> [Selected passage]:

════

But I'm actually writing this blog because there is some info not in the Master Cleanse book that I've discovered that has made this cleanse alot easier for me. I'm not sure why they don't really give people the skinny...I guess because they want everything to seem so earthy and holistic, and they don't want to scare people away. But small things like not watching tv for the duration of the cleanse has helped me immensely. If you pay attention, you will notice that food is constantly advertised on tv. And not good and healthy food either. Not even the majority of whats available in grocery stores, which I'd call normal everyday boring food. The majority of whats advertised is candy, booze, and restaurant food...so called guilty pleasure foods. I have been so much more content on this cleanse by avoiding the bombardment of food advertisement that is on tv. The last thing I need to do is taunt my sense memory of decadent smooth milk chocolate, or cheesy, deep fried, melty, savory, slices of mmmm and heaping portions of ohhhhh!! Thats the last thing I need. And now that I have seen tv in this light, it is no wonder to me that we live in a country of over-weight people whose sense of self control is out of whack. I mean, we gorge ourselves on all of the decadences we want...all the time. We treat ourselves all day and all night...everything deserves a treat. "Oh I finished filling out my tax forms, and I deserve a treat". Or "I am out shopping with my sister and I deserve a treat". And don't forget "Its the holidays, and I deserve a treat". Or "I'm on my work break and I deserve a treat". Its amazing...we are like children!!

So I cannot endure the television...because I am re-learning how to be in control of my desires.

The other thing that helps is focusing on the things in life that make me happy...other than food. While I am cleansing (and not watching tv!) I can't read diet stuff, or even work out stuff. I want my head to be in the right place. I want to focus my mind on possibilities and positivity. And the fact of the matter is that I do not love dieting or working out... I only tolerate these things. So I bought a subscription to Coastal Living magazine and I am reading that. Because what I truly love is to be near the water and feel the sand in my toes and feel the warm sun on my skin. I love to lounge and relax and enjoy beautiful surroundings. I want to associate that kind of happiness with being healthy and with cleansing. Because I don't want to cleanse only so I get skinny. I mean, that is a part of what I want...to rid myself of all the pathetic trappings of being overweight. But over and above that, what I truly want is to be happy. And losing weight is only part of that equation. I want to feel youthful and carefree and energetic and in love...and thats the point! So reading this mag helps me to think that way. I can look at the pics and see myself there. I can feel myself there. And that is so much better to me and it keeps my mind in the right place.

════

Saved entries:
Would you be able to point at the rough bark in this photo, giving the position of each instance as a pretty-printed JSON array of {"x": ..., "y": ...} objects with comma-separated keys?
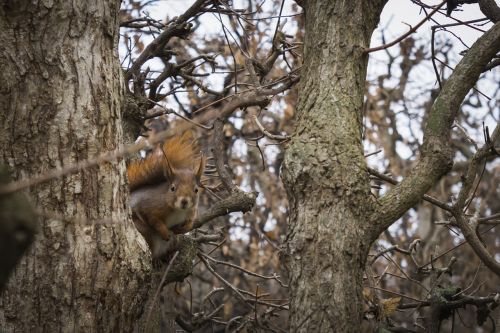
[
  {"x": 436, "y": 153},
  {"x": 325, "y": 173},
  {"x": 61, "y": 91}
]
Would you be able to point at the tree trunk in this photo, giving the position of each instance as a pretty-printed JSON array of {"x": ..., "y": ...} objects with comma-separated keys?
[
  {"x": 61, "y": 91},
  {"x": 325, "y": 172}
]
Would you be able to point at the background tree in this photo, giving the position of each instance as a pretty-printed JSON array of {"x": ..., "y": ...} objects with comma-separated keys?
[{"x": 229, "y": 71}]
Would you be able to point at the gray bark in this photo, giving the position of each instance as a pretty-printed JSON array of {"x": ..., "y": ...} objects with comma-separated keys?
[
  {"x": 61, "y": 91},
  {"x": 325, "y": 171}
]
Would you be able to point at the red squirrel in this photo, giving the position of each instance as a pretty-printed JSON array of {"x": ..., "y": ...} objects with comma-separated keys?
[{"x": 164, "y": 191}]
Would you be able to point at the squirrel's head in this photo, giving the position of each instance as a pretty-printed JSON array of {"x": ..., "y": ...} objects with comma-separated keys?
[{"x": 184, "y": 184}]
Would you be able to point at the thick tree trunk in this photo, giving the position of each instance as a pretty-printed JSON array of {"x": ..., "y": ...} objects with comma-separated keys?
[
  {"x": 325, "y": 171},
  {"x": 60, "y": 97}
]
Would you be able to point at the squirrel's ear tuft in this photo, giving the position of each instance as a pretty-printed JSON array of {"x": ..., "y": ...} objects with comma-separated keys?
[
  {"x": 201, "y": 167},
  {"x": 168, "y": 171}
]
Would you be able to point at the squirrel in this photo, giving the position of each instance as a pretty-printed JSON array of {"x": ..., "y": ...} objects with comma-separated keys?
[{"x": 164, "y": 191}]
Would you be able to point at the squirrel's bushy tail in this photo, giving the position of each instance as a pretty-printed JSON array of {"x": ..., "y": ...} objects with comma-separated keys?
[{"x": 182, "y": 152}]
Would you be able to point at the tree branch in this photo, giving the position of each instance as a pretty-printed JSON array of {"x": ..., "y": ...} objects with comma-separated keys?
[{"x": 436, "y": 151}]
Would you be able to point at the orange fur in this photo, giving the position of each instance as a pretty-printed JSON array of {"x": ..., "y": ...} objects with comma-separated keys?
[{"x": 182, "y": 153}]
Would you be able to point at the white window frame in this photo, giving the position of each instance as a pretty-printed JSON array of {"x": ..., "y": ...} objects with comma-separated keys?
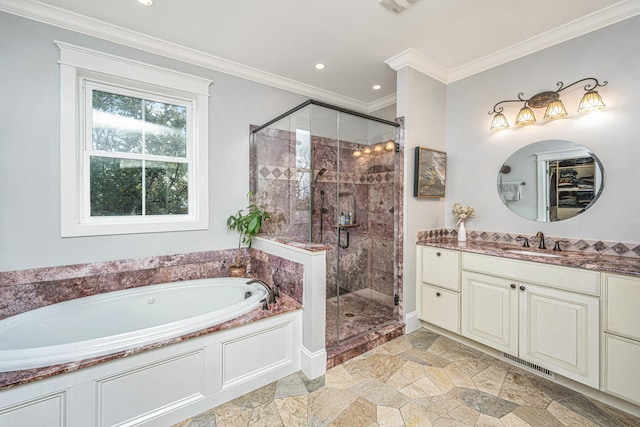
[{"x": 79, "y": 66}]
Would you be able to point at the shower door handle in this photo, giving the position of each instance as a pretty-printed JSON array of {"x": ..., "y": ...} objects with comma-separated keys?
[{"x": 340, "y": 237}]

════

> [Assigned task]: In the blog post about the Master Cleanse, shorten the paragraph beginning "The other thing that helps" into a bulleted list that keeps its main facts. Rely only on the text itself.

> [Response to this exercise]:
- Focusing on sources of happiness other than food helps during the cleanse.
- While cleansing, the writer avoids TV and won't read about dieting or working out, in order to stay focused on possibilities and positivity.
- The writer only tolerates dieting and exercise and doesn't love them.
- The writer bought a Coastal Living magazine subscription because what they truly love is being near the water, sand, and warm sun, lounging, and enjoying beautiful surroundings.
- The goal is to link that kind of happiness with being healthy and cleansing.
- Getting skinny is only part of the aim. The larger goal is to be happy and to feel youthful, carefree, energetic, and in love.
- Looking at the magazine's pictures lets the writer see and feel themselves there, which keeps their mind in the right place.